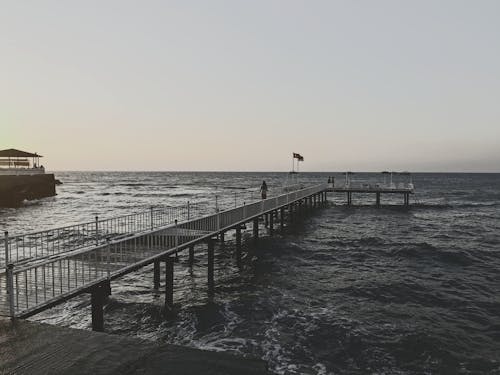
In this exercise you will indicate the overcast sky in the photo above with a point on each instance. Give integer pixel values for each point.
(240, 85)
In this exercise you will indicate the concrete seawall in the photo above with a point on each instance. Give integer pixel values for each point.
(35, 348)
(14, 189)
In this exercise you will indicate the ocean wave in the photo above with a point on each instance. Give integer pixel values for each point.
(429, 252)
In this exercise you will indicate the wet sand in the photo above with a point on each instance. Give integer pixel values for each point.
(34, 348)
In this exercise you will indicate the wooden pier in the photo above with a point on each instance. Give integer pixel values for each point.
(43, 269)
(386, 187)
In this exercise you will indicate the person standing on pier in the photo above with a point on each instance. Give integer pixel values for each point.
(263, 190)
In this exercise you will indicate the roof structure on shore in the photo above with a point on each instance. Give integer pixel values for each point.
(13, 153)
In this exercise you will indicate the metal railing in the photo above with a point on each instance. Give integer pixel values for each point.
(100, 253)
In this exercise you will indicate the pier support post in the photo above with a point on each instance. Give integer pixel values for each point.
(407, 199)
(210, 273)
(156, 275)
(255, 228)
(169, 283)
(238, 245)
(98, 297)
(191, 255)
(282, 218)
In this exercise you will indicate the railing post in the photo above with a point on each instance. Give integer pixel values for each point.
(108, 249)
(176, 238)
(10, 288)
(96, 230)
(7, 258)
(151, 217)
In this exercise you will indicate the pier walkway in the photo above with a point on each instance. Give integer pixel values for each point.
(40, 270)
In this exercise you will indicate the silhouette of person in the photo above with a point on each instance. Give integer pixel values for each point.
(263, 190)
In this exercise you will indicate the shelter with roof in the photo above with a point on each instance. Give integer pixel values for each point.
(17, 159)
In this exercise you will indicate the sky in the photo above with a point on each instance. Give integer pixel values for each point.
(240, 85)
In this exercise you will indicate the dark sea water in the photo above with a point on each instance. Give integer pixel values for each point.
(345, 290)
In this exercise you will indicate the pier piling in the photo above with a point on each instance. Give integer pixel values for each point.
(156, 275)
(238, 245)
(255, 228)
(169, 283)
(210, 273)
(191, 255)
(98, 296)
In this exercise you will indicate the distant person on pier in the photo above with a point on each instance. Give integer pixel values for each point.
(263, 190)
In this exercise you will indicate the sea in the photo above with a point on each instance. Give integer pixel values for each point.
(343, 290)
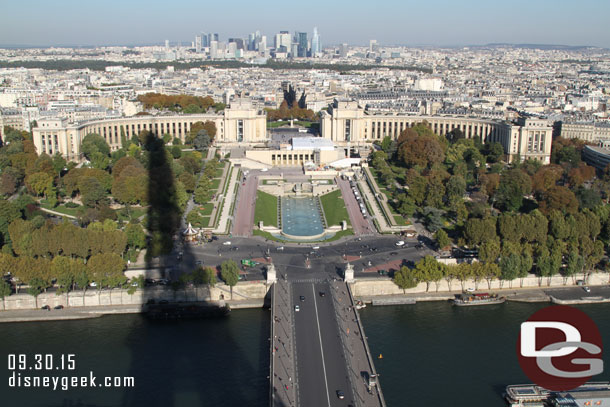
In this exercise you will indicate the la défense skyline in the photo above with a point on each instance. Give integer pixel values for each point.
(446, 23)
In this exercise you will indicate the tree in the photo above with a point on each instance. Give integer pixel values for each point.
(201, 141)
(494, 152)
(8, 183)
(490, 271)
(477, 231)
(405, 278)
(509, 267)
(428, 270)
(5, 291)
(209, 276)
(229, 272)
(93, 143)
(560, 198)
(489, 251)
(136, 238)
(416, 150)
(39, 183)
(106, 269)
(176, 152)
(442, 239)
(92, 192)
(514, 184)
(455, 189)
(433, 218)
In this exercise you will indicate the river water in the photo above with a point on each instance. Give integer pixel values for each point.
(433, 355)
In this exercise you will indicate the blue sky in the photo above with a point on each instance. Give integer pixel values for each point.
(423, 22)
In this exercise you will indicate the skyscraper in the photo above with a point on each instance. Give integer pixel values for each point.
(282, 40)
(316, 45)
(301, 39)
(198, 43)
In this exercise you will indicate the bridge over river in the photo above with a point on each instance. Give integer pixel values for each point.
(319, 355)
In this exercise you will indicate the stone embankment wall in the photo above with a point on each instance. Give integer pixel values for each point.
(244, 291)
(364, 287)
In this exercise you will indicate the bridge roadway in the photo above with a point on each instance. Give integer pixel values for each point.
(318, 350)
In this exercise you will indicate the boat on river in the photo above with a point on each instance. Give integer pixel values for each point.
(531, 395)
(472, 299)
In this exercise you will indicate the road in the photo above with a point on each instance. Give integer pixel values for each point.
(320, 362)
(360, 224)
(244, 212)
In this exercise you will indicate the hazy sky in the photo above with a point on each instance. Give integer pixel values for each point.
(422, 22)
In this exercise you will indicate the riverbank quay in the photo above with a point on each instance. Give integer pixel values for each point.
(36, 315)
(94, 303)
(559, 295)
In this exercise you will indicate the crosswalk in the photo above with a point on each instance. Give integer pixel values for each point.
(309, 280)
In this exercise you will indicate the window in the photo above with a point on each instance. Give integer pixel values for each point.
(348, 130)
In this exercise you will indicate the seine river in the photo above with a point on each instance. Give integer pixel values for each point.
(433, 354)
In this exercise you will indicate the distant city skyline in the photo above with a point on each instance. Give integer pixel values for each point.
(392, 22)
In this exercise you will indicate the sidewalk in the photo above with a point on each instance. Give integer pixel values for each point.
(29, 315)
(283, 371)
(359, 361)
(226, 204)
(219, 194)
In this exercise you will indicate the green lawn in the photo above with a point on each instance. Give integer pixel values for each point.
(60, 208)
(266, 235)
(215, 184)
(266, 209)
(134, 211)
(400, 221)
(207, 209)
(337, 236)
(334, 208)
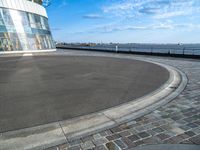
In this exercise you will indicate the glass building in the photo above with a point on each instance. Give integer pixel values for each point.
(24, 26)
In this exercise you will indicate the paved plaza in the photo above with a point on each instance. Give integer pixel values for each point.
(177, 122)
(37, 90)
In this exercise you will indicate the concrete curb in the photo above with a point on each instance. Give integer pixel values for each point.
(57, 133)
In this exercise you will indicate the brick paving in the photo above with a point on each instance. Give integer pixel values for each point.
(176, 122)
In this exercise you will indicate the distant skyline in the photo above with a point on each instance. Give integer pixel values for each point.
(125, 21)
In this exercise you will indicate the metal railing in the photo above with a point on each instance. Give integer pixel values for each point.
(183, 51)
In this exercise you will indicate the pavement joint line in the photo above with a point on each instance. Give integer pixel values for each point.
(107, 115)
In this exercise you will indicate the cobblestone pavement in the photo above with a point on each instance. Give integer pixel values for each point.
(176, 122)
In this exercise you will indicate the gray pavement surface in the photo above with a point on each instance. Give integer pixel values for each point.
(37, 90)
(178, 122)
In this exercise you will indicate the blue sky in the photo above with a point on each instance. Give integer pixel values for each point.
(125, 21)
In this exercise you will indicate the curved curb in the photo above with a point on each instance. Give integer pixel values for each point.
(60, 132)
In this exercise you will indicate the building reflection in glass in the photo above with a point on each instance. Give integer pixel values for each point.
(24, 31)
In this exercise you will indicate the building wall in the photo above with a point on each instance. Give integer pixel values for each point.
(24, 26)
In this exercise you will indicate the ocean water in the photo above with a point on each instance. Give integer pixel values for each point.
(186, 49)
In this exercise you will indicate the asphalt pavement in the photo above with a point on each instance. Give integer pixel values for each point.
(38, 90)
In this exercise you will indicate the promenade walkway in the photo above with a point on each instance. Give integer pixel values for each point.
(176, 122)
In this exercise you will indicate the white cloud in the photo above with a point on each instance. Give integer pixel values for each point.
(159, 9)
(92, 16)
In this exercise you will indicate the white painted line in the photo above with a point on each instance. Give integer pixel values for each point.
(28, 54)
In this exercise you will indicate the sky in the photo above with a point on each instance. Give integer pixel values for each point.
(125, 21)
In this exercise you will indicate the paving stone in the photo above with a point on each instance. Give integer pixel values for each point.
(100, 141)
(124, 127)
(139, 129)
(163, 136)
(158, 130)
(191, 125)
(87, 138)
(112, 146)
(121, 144)
(74, 148)
(113, 137)
(133, 131)
(184, 127)
(97, 136)
(64, 146)
(151, 132)
(184, 136)
(173, 123)
(53, 148)
(74, 142)
(124, 133)
(186, 142)
(190, 133)
(177, 130)
(143, 134)
(134, 137)
(87, 145)
(139, 143)
(101, 147)
(176, 139)
(151, 140)
(195, 139)
(116, 129)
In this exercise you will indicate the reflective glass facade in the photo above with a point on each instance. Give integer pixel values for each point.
(37, 1)
(21, 30)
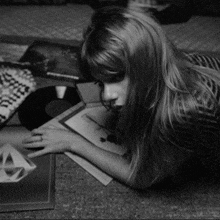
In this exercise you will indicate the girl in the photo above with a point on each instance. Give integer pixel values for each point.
(169, 108)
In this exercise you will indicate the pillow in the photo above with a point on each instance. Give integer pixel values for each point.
(203, 60)
(16, 83)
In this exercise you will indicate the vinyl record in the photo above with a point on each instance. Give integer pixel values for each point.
(46, 103)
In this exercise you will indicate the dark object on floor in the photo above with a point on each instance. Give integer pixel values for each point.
(173, 14)
(45, 104)
(53, 60)
(96, 4)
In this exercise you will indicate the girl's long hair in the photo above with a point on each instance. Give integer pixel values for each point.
(122, 42)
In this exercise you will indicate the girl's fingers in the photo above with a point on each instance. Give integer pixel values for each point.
(34, 145)
(38, 153)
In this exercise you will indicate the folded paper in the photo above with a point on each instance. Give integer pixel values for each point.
(14, 165)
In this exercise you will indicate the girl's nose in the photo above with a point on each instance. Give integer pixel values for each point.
(109, 93)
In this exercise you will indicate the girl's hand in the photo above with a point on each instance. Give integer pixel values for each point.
(52, 140)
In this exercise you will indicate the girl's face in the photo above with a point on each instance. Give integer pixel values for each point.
(116, 92)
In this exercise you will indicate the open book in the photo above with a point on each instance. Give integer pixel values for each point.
(94, 122)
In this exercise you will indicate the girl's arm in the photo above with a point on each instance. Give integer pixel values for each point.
(59, 140)
(114, 164)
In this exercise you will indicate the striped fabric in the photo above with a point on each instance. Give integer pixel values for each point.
(204, 60)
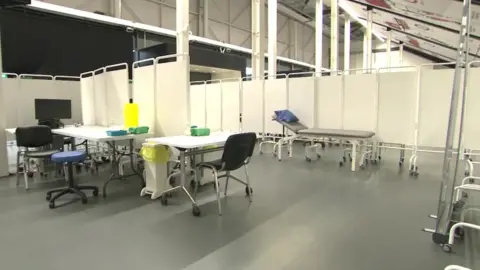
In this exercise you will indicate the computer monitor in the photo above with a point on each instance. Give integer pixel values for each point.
(49, 109)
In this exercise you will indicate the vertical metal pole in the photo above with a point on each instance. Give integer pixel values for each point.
(334, 35)
(205, 18)
(389, 48)
(272, 38)
(183, 27)
(258, 40)
(369, 39)
(318, 36)
(346, 44)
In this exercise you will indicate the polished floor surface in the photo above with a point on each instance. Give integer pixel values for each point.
(303, 216)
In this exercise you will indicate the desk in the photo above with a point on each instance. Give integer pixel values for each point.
(191, 146)
(99, 134)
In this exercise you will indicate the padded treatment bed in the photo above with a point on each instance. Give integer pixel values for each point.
(300, 130)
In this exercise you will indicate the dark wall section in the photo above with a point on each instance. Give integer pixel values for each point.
(38, 43)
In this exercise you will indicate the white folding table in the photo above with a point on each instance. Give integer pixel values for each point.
(99, 134)
(191, 146)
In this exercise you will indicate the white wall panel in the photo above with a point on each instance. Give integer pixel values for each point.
(87, 95)
(275, 99)
(301, 99)
(70, 90)
(144, 95)
(171, 106)
(231, 105)
(396, 107)
(117, 88)
(197, 105)
(329, 102)
(213, 93)
(252, 106)
(435, 96)
(360, 92)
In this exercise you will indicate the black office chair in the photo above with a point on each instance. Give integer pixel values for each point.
(40, 138)
(237, 152)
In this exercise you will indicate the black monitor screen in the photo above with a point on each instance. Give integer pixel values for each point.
(47, 109)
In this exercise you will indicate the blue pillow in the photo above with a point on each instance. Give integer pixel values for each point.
(286, 116)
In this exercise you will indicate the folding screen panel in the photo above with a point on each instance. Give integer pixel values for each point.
(231, 106)
(87, 94)
(360, 93)
(172, 106)
(70, 90)
(100, 99)
(117, 93)
(434, 110)
(329, 105)
(31, 88)
(143, 93)
(471, 126)
(213, 93)
(301, 99)
(252, 106)
(197, 105)
(396, 107)
(275, 99)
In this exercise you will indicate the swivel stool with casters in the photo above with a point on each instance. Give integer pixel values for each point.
(67, 159)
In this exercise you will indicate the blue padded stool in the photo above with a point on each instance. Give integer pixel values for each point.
(67, 159)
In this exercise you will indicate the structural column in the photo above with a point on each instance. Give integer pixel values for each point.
(272, 38)
(182, 28)
(369, 38)
(334, 35)
(258, 40)
(346, 43)
(389, 48)
(205, 18)
(318, 36)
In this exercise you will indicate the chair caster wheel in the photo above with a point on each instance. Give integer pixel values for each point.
(447, 248)
(164, 200)
(196, 211)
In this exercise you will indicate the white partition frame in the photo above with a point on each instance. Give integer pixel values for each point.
(143, 91)
(303, 104)
(252, 106)
(231, 104)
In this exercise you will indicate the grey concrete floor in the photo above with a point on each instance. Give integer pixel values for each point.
(303, 216)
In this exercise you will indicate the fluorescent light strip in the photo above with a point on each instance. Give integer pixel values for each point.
(346, 7)
(144, 27)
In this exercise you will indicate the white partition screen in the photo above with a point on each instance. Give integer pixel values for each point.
(360, 93)
(213, 93)
(143, 93)
(301, 99)
(231, 106)
(471, 128)
(31, 89)
(171, 98)
(10, 96)
(329, 102)
(252, 106)
(100, 99)
(117, 93)
(197, 105)
(70, 90)
(434, 111)
(275, 99)
(396, 107)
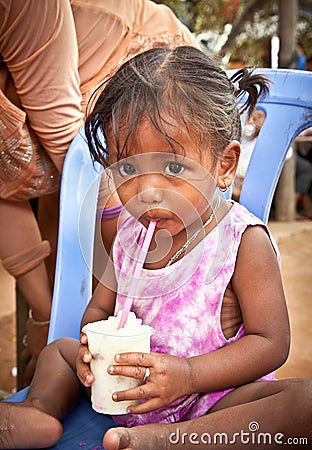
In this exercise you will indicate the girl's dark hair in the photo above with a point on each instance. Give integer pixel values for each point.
(182, 86)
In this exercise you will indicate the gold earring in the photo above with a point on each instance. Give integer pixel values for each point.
(225, 188)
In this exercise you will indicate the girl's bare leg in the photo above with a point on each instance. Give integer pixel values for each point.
(54, 391)
(258, 415)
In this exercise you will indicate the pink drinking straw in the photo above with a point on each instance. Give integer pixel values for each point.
(137, 273)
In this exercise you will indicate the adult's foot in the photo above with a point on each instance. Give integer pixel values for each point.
(23, 426)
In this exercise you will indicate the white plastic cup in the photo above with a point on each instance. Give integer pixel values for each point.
(103, 346)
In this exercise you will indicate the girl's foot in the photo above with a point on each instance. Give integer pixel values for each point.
(146, 437)
(23, 426)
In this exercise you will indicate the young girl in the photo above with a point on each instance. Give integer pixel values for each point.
(211, 285)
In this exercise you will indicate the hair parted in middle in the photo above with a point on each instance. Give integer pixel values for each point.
(181, 86)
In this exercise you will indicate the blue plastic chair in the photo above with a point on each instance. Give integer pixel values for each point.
(289, 111)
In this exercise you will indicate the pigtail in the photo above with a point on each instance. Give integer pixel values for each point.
(256, 86)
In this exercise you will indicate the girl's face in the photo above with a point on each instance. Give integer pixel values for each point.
(155, 182)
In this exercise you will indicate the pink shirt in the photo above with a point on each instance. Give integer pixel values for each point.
(183, 302)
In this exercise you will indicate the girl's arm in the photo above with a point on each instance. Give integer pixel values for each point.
(258, 286)
(100, 307)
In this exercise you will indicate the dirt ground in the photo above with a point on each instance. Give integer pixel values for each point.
(295, 244)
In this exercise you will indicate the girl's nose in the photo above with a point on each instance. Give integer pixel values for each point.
(150, 191)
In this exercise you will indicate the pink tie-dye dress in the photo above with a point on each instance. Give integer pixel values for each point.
(183, 302)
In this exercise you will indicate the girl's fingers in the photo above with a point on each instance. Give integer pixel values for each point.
(137, 372)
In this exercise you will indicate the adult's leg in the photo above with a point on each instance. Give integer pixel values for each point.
(54, 390)
(23, 255)
(252, 416)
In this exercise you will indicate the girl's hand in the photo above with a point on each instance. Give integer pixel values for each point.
(34, 341)
(170, 378)
(83, 362)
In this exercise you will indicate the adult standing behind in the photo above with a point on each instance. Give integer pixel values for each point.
(53, 55)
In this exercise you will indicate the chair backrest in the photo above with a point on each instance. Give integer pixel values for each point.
(288, 109)
(73, 274)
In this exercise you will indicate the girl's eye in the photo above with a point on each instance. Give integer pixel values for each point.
(174, 168)
(126, 169)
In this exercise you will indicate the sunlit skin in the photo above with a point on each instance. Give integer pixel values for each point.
(261, 350)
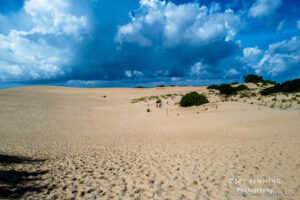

→ **PROBLEM REQUIREMENTS**: State how many lines of the records above contain the word "curb", giving only the number.

→ **REPLY TO THE EXERCISE**: 2